**BRIEF:**
Copy the data from the line containing "of the wooden" through the line containing "Target: wooden canoe", replacing "wooden canoe" with "wooden boat" and leaving the rest unchanged.

# START OF PROVIDED RECORDS

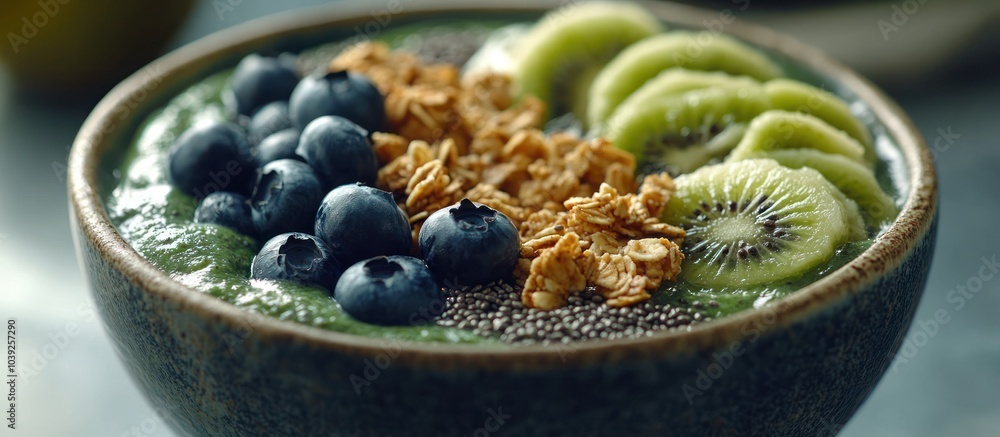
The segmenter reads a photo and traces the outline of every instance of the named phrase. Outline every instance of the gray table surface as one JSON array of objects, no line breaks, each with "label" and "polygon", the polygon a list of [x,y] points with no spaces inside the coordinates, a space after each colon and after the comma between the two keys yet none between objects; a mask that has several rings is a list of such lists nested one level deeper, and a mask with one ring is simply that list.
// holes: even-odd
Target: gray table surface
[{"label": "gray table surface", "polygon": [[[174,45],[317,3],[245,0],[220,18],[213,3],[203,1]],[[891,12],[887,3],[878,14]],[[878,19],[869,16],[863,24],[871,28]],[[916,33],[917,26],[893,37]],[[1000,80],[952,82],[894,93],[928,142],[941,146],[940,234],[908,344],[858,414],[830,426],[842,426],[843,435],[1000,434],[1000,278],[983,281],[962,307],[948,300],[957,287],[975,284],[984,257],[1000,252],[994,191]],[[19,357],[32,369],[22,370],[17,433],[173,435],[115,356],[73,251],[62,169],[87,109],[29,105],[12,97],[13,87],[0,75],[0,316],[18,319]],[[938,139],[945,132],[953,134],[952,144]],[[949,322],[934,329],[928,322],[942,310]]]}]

# END OF PROVIDED RECORDS
# START OF PROVIDED RECORDS

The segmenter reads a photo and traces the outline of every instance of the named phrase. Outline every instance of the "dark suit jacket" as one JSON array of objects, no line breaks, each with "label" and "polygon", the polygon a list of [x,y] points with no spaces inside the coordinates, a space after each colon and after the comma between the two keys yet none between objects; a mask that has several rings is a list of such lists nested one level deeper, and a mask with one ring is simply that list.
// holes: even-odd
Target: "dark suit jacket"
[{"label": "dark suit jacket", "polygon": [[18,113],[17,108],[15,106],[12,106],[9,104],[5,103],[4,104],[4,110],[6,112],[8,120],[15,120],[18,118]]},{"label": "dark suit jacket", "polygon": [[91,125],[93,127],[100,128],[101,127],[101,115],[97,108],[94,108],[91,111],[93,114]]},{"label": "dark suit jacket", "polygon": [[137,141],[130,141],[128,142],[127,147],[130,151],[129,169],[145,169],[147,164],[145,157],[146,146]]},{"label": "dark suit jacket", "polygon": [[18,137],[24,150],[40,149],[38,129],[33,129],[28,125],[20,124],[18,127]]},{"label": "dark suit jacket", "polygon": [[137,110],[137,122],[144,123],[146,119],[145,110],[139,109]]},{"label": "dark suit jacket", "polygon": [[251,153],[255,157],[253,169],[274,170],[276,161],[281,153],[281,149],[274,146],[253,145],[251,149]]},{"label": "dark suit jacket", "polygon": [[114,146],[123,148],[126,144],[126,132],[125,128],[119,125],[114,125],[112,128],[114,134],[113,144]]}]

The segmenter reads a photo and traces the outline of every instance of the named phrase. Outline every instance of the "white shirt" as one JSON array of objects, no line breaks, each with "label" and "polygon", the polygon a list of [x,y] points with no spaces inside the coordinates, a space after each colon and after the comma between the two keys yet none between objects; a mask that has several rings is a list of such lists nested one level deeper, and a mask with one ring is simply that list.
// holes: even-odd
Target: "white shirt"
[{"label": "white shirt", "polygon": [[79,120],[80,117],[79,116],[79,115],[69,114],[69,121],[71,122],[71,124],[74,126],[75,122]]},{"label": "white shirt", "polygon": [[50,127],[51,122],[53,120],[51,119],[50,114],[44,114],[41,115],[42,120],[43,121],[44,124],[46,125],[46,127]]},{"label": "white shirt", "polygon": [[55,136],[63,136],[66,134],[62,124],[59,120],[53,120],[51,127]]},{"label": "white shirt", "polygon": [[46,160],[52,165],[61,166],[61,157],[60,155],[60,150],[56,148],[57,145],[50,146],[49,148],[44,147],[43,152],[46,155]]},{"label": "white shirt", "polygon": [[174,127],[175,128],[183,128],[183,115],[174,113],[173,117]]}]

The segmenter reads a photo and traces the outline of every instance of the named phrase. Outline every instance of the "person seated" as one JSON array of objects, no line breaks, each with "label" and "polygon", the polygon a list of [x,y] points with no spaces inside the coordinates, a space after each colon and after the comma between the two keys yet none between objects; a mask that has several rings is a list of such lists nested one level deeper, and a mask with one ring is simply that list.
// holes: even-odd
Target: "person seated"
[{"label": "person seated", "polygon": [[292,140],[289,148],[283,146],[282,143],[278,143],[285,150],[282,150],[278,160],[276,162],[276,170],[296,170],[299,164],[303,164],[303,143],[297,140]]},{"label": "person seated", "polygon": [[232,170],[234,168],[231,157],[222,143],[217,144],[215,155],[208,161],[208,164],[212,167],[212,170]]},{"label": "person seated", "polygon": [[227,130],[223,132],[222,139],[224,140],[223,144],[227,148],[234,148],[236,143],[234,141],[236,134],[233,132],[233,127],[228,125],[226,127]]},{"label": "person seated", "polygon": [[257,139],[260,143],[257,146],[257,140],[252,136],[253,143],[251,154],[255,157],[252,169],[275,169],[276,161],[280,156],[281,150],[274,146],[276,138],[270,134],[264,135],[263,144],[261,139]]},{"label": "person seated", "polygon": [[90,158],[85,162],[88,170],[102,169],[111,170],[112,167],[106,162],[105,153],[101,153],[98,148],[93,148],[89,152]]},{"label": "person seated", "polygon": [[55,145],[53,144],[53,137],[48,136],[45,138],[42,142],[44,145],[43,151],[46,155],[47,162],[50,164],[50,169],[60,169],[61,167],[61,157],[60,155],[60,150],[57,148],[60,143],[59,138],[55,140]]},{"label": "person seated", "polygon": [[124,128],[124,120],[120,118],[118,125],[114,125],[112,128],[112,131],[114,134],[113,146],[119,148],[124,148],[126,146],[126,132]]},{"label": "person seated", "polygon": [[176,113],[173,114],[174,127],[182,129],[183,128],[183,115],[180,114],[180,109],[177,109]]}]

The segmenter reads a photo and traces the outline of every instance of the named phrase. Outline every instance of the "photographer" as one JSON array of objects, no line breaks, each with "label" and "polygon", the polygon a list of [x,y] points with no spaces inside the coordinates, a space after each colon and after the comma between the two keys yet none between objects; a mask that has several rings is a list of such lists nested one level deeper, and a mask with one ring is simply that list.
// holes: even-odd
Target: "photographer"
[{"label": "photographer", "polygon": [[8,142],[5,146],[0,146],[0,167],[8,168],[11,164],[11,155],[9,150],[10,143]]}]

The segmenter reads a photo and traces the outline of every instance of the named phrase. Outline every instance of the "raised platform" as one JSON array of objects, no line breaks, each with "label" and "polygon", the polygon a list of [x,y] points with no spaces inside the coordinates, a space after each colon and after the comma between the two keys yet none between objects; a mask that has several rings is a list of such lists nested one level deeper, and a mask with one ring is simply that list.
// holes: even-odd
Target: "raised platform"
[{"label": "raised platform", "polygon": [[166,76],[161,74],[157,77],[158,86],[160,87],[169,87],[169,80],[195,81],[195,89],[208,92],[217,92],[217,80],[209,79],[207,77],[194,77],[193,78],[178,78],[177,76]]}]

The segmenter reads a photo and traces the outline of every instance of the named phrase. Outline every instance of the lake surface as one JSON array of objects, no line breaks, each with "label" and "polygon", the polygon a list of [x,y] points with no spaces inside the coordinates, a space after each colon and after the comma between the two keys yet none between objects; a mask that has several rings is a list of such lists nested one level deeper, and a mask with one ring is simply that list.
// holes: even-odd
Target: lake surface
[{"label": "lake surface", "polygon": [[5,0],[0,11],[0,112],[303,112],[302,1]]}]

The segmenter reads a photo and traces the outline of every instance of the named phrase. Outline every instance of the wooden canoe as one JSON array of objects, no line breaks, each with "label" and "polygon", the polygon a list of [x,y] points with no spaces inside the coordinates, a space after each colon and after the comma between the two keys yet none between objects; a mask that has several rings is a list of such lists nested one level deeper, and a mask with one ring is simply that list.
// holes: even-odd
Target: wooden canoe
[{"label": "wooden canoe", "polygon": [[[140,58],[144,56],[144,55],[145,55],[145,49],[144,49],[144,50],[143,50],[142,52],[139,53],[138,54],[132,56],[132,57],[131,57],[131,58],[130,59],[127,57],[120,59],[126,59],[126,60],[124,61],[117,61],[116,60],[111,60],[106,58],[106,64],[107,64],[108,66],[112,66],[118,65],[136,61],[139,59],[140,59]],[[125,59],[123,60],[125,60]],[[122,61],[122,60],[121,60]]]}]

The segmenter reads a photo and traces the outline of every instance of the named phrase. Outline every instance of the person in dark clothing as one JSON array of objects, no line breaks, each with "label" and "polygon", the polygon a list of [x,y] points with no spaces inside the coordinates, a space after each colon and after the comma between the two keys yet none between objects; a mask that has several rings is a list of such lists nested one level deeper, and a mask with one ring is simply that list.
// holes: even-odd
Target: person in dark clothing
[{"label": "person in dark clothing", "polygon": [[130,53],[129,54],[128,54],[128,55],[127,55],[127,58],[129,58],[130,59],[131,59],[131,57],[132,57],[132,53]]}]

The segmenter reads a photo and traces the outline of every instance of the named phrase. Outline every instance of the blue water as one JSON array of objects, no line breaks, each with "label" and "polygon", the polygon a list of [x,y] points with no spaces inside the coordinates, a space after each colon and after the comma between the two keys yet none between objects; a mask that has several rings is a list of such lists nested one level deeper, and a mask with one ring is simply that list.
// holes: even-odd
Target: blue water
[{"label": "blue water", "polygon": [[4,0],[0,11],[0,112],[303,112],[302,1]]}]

# END OF PROVIDED RECORDS
# START OF PROVIDED RECORDS

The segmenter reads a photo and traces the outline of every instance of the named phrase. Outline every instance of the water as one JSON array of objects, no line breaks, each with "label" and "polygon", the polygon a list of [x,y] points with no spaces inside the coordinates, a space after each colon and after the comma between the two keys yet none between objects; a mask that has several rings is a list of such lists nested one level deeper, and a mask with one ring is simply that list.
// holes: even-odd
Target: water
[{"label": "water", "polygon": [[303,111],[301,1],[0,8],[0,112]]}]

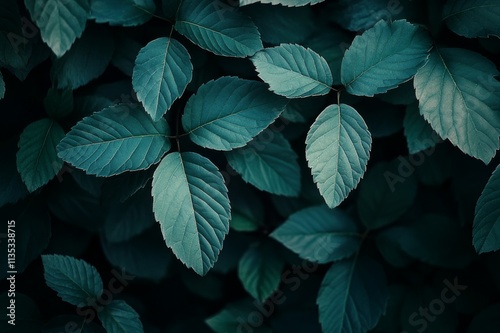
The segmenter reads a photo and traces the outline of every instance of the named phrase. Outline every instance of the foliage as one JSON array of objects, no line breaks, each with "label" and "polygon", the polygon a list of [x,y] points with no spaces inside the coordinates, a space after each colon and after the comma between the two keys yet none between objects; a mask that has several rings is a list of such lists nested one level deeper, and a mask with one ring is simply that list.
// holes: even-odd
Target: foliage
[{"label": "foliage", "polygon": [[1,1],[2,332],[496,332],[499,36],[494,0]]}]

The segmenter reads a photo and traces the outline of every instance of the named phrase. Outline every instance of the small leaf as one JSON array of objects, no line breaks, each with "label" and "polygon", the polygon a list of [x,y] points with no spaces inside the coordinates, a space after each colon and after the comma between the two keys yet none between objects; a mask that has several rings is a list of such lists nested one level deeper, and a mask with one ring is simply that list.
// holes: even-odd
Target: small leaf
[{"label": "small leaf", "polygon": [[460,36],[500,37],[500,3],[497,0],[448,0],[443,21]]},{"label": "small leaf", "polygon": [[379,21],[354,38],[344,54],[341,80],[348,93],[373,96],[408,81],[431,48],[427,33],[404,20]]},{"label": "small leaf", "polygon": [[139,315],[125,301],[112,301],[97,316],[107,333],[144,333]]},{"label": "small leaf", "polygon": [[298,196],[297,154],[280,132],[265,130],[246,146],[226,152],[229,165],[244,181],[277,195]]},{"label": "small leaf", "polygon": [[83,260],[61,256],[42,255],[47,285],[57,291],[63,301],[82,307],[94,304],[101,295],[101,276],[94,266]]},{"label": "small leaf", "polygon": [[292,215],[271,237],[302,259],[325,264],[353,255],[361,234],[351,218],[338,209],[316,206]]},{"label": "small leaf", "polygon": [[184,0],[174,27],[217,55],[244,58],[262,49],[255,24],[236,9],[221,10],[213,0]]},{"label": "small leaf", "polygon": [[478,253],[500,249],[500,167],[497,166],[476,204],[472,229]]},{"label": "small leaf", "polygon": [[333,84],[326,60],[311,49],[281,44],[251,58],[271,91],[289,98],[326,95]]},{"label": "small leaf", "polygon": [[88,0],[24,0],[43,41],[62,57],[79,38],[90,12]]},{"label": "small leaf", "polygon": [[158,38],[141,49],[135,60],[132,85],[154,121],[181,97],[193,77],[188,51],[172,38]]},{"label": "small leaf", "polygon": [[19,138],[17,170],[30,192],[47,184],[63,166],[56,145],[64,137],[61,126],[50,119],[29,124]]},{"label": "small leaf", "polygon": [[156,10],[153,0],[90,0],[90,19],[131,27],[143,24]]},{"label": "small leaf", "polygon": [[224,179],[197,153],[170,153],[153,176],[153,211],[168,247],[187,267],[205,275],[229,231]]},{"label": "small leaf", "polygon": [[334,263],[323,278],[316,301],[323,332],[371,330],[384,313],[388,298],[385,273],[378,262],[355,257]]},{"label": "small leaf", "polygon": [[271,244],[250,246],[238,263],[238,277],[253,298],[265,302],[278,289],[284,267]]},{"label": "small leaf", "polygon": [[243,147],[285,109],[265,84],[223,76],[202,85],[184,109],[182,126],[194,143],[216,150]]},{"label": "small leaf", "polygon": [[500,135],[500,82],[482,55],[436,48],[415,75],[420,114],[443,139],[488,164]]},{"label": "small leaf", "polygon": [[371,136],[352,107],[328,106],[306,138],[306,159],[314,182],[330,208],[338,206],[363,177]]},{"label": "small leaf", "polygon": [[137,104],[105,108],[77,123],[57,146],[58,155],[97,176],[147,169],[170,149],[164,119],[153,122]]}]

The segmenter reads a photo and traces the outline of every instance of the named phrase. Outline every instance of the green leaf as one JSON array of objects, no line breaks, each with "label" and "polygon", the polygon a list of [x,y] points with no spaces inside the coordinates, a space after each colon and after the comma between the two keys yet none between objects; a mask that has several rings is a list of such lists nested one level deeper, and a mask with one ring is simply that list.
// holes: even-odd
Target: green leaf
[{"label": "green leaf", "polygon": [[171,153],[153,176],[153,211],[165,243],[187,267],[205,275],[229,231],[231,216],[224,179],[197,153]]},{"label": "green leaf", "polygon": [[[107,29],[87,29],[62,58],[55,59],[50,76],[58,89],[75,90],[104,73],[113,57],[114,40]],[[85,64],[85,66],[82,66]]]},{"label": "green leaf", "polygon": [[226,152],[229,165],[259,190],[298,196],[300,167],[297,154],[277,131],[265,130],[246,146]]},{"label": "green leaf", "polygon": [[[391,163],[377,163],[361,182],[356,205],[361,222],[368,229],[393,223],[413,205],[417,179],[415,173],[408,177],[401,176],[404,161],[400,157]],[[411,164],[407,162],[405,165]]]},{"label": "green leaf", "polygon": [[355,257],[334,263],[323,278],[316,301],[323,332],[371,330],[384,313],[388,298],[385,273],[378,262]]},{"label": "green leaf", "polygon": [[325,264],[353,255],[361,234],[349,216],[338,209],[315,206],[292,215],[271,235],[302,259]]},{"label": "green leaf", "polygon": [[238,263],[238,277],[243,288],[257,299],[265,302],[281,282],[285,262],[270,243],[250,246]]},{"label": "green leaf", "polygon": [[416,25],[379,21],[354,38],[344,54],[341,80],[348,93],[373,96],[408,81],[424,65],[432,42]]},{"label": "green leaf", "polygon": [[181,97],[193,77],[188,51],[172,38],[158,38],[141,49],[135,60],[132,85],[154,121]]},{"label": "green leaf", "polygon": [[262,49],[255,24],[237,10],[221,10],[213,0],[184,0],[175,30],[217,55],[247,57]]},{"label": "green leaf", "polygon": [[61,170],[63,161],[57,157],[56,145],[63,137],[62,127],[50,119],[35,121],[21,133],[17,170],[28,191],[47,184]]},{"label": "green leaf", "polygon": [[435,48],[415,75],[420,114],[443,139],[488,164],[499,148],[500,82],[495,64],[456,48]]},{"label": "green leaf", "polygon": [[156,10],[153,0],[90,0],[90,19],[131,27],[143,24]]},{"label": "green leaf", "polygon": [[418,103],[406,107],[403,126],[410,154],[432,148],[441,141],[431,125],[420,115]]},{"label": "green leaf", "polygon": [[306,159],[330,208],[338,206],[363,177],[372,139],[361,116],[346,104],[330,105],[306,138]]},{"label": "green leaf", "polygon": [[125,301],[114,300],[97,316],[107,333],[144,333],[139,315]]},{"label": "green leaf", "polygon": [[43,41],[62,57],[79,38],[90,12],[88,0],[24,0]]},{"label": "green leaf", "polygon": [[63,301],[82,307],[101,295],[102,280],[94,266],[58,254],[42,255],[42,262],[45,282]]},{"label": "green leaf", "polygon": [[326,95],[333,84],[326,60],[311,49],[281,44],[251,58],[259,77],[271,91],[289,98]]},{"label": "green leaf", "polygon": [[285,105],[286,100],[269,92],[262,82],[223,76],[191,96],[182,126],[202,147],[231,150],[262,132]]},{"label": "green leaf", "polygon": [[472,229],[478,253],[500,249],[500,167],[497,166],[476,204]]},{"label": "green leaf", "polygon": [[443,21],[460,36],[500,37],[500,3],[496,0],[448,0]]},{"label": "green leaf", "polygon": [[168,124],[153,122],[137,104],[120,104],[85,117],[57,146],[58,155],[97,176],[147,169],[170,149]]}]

# END OF PROVIDED RECORDS

**FULL RESPONSE:**
The segmenter reads a photo and traces the outline of every instance of the named phrase. Outline every instance of the wooden boat as one JSON array of objects, no line breaks, each with "label" and "polygon", the polygon a list of [x,y] points with no spaces inside the coordinates, a space after each colon and after the comma between the two keys yet none between objects; a mask that has several rings is a list of such lists nested one level deeper, and a mask with one ring is simply that list.
// holes: even-odd
Target: wooden boat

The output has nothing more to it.